=== Section Start ===
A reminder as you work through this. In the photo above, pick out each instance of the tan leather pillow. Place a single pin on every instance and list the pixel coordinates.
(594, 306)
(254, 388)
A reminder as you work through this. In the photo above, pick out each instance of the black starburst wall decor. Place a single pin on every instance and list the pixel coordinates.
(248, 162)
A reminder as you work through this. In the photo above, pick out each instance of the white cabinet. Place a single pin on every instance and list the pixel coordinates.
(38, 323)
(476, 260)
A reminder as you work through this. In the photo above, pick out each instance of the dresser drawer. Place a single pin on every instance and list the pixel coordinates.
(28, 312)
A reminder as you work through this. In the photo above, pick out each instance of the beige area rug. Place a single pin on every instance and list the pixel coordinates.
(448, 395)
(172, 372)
=== Section End ===
EXERCISE. Repeat the listing above exactly, keeping every word as it stands.

RESULT OF THIS TASK.
A reminder as you work through this. In the photo above, pick out each instance of the tan leather pillow. Place a single pin on every instance and list the pixel coordinates.
(594, 306)
(254, 388)
A reminder as you work through this. In the photo above, pick out each instance of the black starburst wall decor. Place a single pin on every instance and list the pixel coordinates.
(248, 162)
A reminder as you work through this. In the photo above, pick out each instance of the white cabinet. Place a single pin on every instance and list the pixel coordinates.
(38, 323)
(476, 260)
A reminder as you work through this. In the photo above, pick out each instance of the dresser drawer. Place a single pin on every instance and list the pixel coordinates.
(28, 312)
A reminder as you work through this. In the photo above, pick out each instance of the beige area rug. Place a single pin on every instance and list the pixel coordinates.
(448, 395)
(172, 372)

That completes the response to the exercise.